Problem description: Output the part of the records that opens with the line containing "LOOKUP green grass field" and closes with the line containing "[0,0,600,404]", both included, repeating those lines exactly and nothing else.
-------- Input data --------
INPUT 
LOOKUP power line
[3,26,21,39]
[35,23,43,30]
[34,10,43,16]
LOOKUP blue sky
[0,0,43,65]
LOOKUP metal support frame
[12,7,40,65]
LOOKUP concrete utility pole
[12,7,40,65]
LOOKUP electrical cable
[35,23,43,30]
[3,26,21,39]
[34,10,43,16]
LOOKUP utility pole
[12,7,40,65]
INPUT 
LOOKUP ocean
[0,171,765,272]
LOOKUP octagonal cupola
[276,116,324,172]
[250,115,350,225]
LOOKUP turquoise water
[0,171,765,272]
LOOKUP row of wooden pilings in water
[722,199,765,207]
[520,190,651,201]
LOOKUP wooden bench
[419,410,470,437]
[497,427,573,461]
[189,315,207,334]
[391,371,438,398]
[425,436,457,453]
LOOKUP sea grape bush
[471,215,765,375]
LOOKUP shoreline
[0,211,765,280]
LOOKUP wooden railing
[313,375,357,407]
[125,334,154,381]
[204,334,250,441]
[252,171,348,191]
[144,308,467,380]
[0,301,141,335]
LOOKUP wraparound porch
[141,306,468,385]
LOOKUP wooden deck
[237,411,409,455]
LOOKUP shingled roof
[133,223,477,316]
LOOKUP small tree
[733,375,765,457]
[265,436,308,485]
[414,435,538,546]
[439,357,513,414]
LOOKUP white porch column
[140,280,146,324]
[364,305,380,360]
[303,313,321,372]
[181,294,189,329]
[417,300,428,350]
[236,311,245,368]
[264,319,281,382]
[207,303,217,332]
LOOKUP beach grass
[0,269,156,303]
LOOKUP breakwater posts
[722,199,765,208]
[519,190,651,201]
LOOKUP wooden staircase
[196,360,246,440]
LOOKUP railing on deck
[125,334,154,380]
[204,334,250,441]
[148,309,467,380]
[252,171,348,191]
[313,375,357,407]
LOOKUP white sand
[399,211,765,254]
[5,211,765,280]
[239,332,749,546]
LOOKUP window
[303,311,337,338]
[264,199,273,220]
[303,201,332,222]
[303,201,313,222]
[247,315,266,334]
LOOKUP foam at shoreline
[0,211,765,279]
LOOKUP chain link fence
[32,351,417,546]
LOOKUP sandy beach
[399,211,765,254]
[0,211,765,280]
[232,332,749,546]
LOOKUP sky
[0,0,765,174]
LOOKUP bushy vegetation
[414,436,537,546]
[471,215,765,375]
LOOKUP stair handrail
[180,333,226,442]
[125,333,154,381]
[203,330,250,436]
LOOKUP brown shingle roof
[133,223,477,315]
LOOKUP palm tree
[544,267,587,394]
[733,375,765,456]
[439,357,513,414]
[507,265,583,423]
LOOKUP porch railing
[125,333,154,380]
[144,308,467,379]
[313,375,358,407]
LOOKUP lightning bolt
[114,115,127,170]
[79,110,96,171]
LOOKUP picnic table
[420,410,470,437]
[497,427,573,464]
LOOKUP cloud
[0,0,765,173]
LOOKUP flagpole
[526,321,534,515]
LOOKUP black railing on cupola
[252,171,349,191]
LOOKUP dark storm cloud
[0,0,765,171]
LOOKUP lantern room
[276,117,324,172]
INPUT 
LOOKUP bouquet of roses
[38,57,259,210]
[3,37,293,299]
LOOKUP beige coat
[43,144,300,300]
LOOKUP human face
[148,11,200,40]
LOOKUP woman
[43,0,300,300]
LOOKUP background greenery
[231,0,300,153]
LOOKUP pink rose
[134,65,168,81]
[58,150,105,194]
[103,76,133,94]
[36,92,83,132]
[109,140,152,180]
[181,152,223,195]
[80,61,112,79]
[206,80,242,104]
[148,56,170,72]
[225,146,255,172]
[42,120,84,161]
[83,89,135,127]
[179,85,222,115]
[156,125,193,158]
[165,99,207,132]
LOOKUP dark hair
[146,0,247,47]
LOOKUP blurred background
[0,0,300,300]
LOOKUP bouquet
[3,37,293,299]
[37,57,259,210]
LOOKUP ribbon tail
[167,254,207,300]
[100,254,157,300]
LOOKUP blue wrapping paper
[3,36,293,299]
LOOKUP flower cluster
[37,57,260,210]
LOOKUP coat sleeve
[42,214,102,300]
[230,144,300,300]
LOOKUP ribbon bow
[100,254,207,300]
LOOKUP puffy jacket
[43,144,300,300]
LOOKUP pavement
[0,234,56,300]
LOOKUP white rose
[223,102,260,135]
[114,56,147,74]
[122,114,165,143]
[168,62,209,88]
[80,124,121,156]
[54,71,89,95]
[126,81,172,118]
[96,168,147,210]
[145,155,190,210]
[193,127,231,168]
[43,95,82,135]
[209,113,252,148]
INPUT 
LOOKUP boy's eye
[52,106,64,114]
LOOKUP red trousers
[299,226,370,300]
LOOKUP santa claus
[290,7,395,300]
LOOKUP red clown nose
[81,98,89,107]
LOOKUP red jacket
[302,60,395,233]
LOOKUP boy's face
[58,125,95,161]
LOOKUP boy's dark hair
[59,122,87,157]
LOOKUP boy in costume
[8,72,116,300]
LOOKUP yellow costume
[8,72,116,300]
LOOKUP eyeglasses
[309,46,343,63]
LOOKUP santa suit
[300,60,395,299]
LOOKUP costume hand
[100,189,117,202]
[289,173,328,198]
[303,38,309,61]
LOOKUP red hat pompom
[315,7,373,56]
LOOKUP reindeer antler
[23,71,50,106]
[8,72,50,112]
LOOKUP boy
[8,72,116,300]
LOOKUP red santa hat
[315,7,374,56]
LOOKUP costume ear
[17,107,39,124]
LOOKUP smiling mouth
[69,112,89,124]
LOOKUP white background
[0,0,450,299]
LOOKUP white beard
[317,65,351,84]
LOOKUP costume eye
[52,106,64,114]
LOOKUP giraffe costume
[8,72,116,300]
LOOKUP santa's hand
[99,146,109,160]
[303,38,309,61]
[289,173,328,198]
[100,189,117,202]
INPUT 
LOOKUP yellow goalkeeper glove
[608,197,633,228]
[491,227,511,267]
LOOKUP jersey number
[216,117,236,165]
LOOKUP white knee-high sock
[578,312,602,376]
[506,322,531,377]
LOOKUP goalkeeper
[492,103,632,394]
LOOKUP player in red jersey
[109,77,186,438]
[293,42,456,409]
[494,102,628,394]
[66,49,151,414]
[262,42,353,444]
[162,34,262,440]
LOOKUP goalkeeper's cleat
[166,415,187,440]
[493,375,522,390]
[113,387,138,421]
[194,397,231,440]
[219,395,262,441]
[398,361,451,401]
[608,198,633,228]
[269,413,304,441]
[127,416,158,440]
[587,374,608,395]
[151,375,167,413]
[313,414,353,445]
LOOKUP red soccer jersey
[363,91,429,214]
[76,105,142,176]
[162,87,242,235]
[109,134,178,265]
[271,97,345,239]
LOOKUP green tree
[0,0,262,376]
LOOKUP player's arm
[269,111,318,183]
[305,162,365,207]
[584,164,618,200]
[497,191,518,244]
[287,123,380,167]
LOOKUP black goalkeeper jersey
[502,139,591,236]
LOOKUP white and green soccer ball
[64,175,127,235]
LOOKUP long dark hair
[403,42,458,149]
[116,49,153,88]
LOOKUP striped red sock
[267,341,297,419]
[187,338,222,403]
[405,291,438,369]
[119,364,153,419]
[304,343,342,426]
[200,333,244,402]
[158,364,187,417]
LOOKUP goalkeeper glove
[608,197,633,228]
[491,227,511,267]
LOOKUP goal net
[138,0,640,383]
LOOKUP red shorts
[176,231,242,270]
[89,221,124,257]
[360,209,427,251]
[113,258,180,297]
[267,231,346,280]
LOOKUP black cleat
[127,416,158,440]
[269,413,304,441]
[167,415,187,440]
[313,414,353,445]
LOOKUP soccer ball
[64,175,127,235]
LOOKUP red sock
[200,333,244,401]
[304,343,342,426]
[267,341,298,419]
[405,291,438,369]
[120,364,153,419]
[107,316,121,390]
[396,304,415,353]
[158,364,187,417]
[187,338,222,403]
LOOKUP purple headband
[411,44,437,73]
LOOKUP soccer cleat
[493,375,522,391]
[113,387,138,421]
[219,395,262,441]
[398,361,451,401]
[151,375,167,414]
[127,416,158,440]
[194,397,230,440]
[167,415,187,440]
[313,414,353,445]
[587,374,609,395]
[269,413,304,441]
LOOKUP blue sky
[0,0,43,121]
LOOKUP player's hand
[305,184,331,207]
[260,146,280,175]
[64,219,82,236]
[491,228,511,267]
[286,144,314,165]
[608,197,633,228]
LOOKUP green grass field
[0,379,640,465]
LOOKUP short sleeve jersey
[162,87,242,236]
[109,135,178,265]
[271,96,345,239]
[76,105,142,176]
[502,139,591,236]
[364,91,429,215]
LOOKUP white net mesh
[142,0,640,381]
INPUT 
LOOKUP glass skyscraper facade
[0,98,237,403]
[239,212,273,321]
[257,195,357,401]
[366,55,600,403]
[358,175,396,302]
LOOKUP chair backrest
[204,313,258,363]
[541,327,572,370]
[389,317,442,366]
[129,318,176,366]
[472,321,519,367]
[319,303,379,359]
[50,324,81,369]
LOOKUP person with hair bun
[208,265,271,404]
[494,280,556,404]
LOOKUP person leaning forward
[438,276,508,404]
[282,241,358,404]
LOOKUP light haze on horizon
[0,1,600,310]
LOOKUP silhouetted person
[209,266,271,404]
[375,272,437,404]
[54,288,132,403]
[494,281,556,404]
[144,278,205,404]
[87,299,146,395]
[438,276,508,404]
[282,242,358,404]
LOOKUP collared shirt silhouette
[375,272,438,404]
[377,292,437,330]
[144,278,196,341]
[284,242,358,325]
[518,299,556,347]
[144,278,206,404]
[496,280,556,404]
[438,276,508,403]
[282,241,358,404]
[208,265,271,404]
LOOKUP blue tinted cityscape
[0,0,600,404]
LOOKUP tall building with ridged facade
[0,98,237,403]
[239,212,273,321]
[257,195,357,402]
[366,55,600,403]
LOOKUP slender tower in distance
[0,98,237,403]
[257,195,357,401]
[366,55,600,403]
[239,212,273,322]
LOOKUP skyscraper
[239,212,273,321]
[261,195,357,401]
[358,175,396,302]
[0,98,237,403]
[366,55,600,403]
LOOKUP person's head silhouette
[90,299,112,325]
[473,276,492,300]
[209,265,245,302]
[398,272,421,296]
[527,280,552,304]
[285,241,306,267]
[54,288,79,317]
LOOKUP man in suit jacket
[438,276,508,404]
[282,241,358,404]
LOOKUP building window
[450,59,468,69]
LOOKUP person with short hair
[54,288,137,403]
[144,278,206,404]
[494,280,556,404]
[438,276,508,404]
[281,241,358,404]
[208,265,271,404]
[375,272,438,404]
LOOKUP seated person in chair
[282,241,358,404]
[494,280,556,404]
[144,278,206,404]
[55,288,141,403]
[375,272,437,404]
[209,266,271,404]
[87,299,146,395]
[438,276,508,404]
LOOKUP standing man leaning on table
--------
Solution for this task:
LOOKUP green grass field
[0,379,640,465]
LOOKUP short sleeve jersey
[162,87,242,236]
[109,135,178,265]
[271,96,345,239]
[76,105,142,176]
[502,139,591,236]
[364,91,429,215]
LOOKUP white net mesh
[142,0,640,381]
INPUT 
LOOKUP glass skyscraper facade
[0,98,237,403]
[239,212,273,321]
[257,195,357,401]
[366,55,600,403]
[358,175,396,302]
LOOKUP chair backrest
[204,313,258,363]
[541,327,572,370]
[389,317,442,366]
[129,318,176,366]
[472,321,519,367]
[319,303,379,359]
[50,324,81,369]
LOOKUP person with hair bun
[208,265,271,404]
[494,280,556,404]
LOOKUP person leaning forward
[438,276,508,404]
[282,241,358,404]
LOOKUP light haze on horizon
[0,1,600,310]
LOOKUP silhouetted person
[209,266,271,404]
[375,272,437,404]
[54,288,132,403]
[494,281,556,404]
[144,278,205,404]
[87,299,146,395]
[438,276,508,404]
[282,242,358,404]
LOOKUP collared shirt silhouette
[375,272,438,404]
[377,292,437,330]
[144,278,196,341]
[284,242,358,325]
[518,299,556,347]
[144,278,206,404]
[496,280,556,404]
[438,276,508,403]
[282,241,358,404]
[208,265,271,404]
LOOKUP blue tinted cityscape
[0,0,600,404]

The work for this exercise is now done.